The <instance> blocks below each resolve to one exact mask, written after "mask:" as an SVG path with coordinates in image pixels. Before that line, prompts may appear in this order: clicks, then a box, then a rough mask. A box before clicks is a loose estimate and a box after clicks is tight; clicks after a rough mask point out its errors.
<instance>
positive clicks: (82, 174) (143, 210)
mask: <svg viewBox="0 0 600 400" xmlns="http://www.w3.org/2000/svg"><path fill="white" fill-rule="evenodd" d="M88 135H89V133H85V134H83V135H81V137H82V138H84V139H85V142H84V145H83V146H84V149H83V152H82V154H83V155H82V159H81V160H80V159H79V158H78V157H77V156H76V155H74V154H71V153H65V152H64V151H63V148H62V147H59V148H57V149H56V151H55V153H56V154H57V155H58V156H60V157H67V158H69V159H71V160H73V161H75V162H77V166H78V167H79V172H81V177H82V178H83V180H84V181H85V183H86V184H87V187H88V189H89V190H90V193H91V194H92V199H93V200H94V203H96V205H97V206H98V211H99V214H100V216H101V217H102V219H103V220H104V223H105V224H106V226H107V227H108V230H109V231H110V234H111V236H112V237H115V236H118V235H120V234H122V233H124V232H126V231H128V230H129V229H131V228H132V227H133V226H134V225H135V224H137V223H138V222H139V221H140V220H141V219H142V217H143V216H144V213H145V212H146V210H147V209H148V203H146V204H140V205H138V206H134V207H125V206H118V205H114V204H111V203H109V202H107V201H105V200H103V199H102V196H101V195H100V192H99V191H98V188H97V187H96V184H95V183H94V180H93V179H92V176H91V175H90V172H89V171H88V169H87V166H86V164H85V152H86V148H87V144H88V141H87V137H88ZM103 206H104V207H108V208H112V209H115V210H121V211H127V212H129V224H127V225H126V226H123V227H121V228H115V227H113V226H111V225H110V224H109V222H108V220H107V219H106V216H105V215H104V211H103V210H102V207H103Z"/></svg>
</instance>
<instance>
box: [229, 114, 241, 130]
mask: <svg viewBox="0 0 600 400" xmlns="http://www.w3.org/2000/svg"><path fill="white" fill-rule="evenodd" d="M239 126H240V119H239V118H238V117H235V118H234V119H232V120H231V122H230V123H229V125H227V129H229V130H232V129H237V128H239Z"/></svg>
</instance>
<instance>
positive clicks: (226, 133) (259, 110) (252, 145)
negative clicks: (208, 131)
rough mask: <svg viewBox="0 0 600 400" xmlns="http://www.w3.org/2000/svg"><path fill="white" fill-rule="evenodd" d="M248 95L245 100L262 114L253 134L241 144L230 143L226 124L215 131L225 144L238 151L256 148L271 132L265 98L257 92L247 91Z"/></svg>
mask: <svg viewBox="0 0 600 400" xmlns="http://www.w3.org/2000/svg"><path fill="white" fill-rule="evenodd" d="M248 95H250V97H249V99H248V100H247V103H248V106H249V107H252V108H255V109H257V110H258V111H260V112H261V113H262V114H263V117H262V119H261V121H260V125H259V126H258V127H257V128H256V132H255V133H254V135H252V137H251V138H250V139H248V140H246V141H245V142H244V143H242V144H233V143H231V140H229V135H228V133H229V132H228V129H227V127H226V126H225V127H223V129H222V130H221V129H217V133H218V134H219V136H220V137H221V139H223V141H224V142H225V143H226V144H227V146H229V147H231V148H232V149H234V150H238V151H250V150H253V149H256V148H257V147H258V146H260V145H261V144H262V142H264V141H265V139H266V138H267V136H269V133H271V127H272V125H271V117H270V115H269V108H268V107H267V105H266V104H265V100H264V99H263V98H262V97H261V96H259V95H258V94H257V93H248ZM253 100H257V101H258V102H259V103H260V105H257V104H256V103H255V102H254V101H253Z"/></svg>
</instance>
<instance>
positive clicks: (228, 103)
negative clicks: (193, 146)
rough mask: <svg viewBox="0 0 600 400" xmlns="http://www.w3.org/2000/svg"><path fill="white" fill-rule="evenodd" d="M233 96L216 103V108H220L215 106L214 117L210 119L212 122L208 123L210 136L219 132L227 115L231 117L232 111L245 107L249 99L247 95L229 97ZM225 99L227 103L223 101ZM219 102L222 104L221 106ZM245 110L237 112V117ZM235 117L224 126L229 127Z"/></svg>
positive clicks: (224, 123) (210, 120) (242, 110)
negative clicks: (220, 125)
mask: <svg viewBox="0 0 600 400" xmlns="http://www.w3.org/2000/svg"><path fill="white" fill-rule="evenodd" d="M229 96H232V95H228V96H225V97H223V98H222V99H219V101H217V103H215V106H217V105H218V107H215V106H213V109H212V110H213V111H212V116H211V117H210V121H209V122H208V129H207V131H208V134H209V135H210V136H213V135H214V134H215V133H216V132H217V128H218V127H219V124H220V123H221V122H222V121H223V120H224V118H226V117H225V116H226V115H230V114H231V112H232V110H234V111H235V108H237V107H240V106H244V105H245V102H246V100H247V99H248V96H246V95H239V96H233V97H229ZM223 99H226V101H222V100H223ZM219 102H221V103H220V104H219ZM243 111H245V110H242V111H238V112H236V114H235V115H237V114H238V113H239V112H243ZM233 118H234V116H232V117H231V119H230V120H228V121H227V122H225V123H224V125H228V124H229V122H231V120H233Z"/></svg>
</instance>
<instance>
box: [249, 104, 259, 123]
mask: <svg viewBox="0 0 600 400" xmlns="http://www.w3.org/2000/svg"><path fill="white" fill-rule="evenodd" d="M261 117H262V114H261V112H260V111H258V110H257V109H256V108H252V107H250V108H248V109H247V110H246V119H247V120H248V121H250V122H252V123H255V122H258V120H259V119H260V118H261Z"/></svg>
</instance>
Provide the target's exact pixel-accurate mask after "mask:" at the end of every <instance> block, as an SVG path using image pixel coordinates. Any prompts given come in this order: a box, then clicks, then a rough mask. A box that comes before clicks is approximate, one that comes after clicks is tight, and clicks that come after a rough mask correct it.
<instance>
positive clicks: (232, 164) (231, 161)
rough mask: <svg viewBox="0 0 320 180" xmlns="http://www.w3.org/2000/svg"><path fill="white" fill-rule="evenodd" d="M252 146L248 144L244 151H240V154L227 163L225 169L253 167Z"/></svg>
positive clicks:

* TASK DETAILS
Where a line of the entries above holds the word "this", return that line.

* RESPONSE
The <instance> blocks below each resolve to one exact mask, written after "mask:" as an SVG path with coordinates in image pixels. Before that line, prompts may appear in this order: clicks, then a box, then a rough mask. A box before clicks is a loose estimate and a box after clicks is tight; clicks after a rough mask point out its errors.
Provide the target's exact pixel-accurate mask after "mask:" at the end of every <instance> block, as an SVG path using image pixel coordinates. Any prompts given come in this order: a box, then clicks, then a rough mask. A box that comes before clicks is approximate, one that comes after clicks is tight, and clicks that come after a rough mask correct it.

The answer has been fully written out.